* Extrait choisi:
##########

La crise yougoslave

En 1992, la Yougoslavie cesse d'exister sous sa forme traditionnelle, composée de six républiques (Serbie, Croatie, Slovénie, Bosnie-Herzégovine, Macédoine et Monténégro) et de deux régions autonomes (Kosovo et Voïvodine), et fait place à une Fédération serbo-monténégrine. La Slovénie et la Croatie, autoproclamées indépendantes en 1991, sont reconnues en janvier 1992 par la Communauté européenne et de nombreux autres pays.

La Bosnie-Herzégovine

La Bosnie-Herzégovine, également reconnue comme indépendante par la Communauté européenne, est désormais déchirée par la guerre civile. Il y existait cependant de longues traditions de haine entre les Serbes (plus de 32 % de la population), les Croates (plus de 18 %) et les Musulmans (plus de 44 %). Les Serbes, plus puissants et mieux armés, occupent durant cette année plus des deux tiers du territoire. Ainsi, le gouvernement musulman de Sarajevo se retrouve face à la république autoproclamée des Serbes de Bosnie et à celle des Croates.

Les Serbes, puissamment aidés par l'armée fédérale yougoslave, encerclent les agglomérations et les terrains habités par leurs adversaires, détruisent les maisons, chassent la population, provoquant l'exil de près d'un million de personnes. Ceux qui restent sont emprisonnés dans des camps d'où ils sont parfois libérés en échange de Serbes, prisonniers des Musulmans et des Croates. Les choses se compliquent souvent encore à cause des luttes entre les « alliés » croates et musulmans. Ce drame des populations perdure tout au long de l'année.

##########

* Consigne 1:
Reproduisez sans modification le passage de l'extrait choisi qui s'ouvre sur les mots contenant "Les Serbes, puissamment" et se clôt sur "long de l'année.".

* Données:
##########

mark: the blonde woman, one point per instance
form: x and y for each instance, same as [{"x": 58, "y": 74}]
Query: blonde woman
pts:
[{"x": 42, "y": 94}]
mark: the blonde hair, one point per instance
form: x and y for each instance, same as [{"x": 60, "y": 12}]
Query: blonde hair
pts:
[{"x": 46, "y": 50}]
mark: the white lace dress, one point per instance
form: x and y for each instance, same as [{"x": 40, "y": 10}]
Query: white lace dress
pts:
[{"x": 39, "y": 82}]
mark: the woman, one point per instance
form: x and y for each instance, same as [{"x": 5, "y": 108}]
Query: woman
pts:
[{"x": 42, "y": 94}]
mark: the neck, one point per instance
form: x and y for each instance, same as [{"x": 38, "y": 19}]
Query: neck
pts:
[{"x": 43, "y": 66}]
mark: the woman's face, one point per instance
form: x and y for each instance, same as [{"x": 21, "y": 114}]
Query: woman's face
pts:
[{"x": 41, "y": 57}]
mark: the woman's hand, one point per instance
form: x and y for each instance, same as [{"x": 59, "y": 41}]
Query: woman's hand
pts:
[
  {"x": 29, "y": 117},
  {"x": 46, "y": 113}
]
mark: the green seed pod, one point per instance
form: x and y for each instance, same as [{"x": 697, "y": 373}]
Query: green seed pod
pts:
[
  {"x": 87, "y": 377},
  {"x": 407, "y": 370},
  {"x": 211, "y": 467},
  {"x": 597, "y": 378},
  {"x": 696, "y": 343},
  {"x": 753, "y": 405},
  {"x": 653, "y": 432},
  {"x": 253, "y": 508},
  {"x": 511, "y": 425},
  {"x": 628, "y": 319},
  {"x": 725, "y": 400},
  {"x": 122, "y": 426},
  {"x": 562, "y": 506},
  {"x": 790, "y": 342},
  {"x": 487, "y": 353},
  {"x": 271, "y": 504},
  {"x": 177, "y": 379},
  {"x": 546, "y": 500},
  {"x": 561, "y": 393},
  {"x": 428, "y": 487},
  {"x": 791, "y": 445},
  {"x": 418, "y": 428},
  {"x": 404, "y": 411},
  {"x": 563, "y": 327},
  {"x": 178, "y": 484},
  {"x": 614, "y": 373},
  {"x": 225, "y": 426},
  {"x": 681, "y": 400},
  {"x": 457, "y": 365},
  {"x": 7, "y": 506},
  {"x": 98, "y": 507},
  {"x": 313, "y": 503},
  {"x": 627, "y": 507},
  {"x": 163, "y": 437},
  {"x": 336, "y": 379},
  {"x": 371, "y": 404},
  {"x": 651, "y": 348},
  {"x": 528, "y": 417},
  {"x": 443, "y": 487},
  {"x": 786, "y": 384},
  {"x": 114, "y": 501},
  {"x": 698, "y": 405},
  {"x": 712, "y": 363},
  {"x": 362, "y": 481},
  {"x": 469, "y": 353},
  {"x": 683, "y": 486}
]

##########

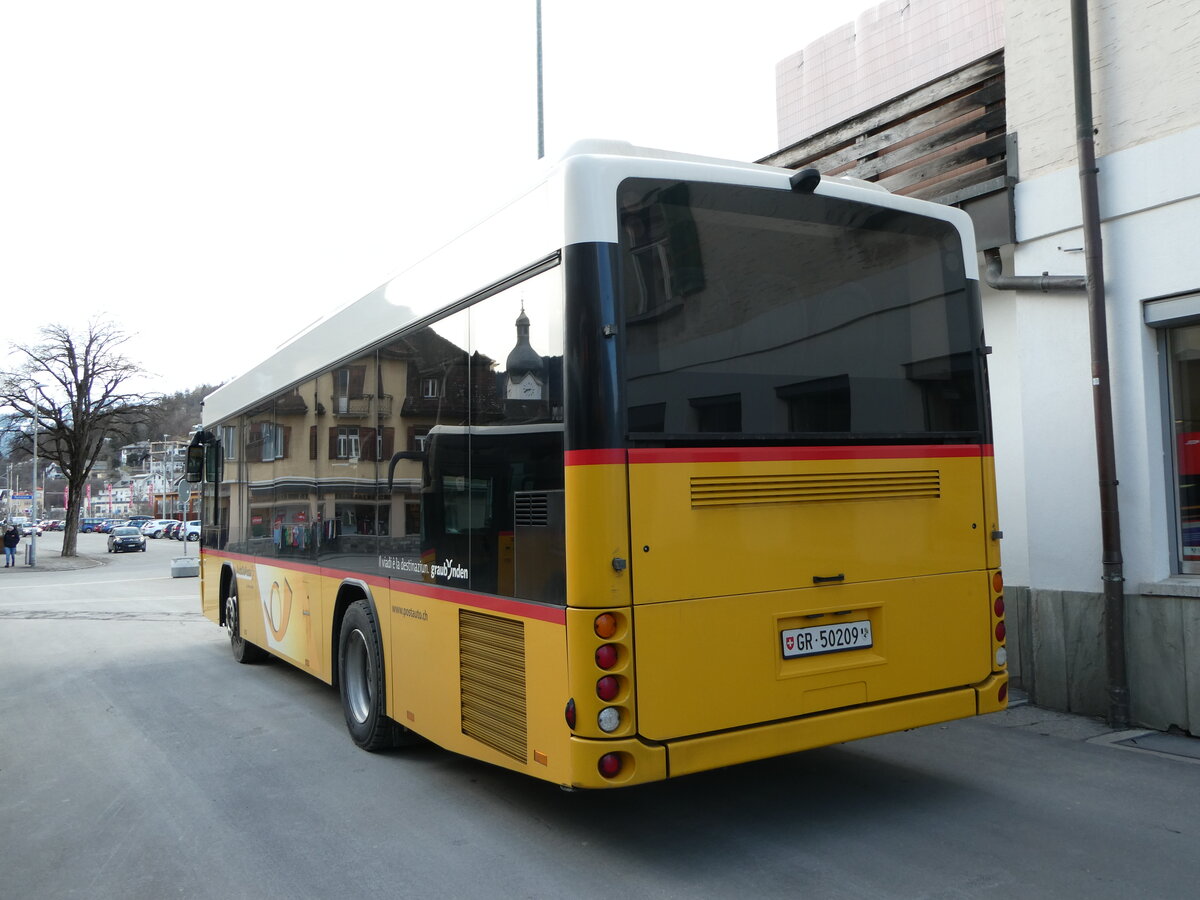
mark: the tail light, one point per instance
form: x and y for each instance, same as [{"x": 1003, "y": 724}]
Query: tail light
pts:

##########

* Consigne 2:
Comptez les lignes des enregistrements qui contiennent la chaîne "hand", en respectant la casse, puis indiquez uniquement ce nombre.

* Réponse correcte 1:
Les Serbes, puissamment aidés par l'armée fédérale yougoslave, encerclent les agglomérations et les terrains habités par leurs adversaires, détruisent les maisons, chassent la population, provoquant l'exil de près d'un million de personnes. Ceux qui restent sont emprisonnés dans des camps d'où ils sont parfois libérés en échange de Serbes, prisonniers des Musulmans et des Croates. Les choses se compliquent souvent encore à cause des luttes entre les « alliés » croates et musulmans. Ce drame des populations perdure tout au long de l'année.

* Réponse correcte 2:
2